Text segment —
#####

Andy Murray is into his first season-ending final and on course to end the year as world number one after beating Milos Raonic at the ATP World Tour Finals.

The Briton, 29, won a gripping semi-final 5-7 7-6 (7-5) 7-6 (11-9) in three hours and 38 minutes.

Murray must match Novak Djokovic’s results at the O2 Arena to stay ahead of the Serb in the rankings.

Djokovic plays Japanese fifth seed Kei Nishikori in their semi at 20:00 GMT.

The victory over Canadian fourth seed Raonic extended Murray’s winning streak to a career-best 23 matches, stretching back to September.

It was the Scot’s second lengthy encounter in four days, breaking the tournament record of three hours and 20 minutes he took to beat Nishikori in the round-robin stage on Wednesday.

“I didn’t expect to play a long one with someone with a serve like Milos,” said Murray.

“I’m tired. I’ve played so much tennis over the last few months. I’ll give it my best effort – the best of what I have.”

#####

Supplied information —

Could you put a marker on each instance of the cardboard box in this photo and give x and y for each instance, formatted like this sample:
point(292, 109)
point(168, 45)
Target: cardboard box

#####

Problem requirements —
Answer from the tennis report:
(a) What was the score of Murray's semi-final against Raonic?
(b) How many matches long is Murray's winning streak after this victory?
(c) How long was the match in which Murray beat Nishikori in the round-robin stage?

Full output —
(a) 5-7 7-6 (7-5) 7-6 (11-9)
(b) 23 matches
(c) Three hours and 20 minutes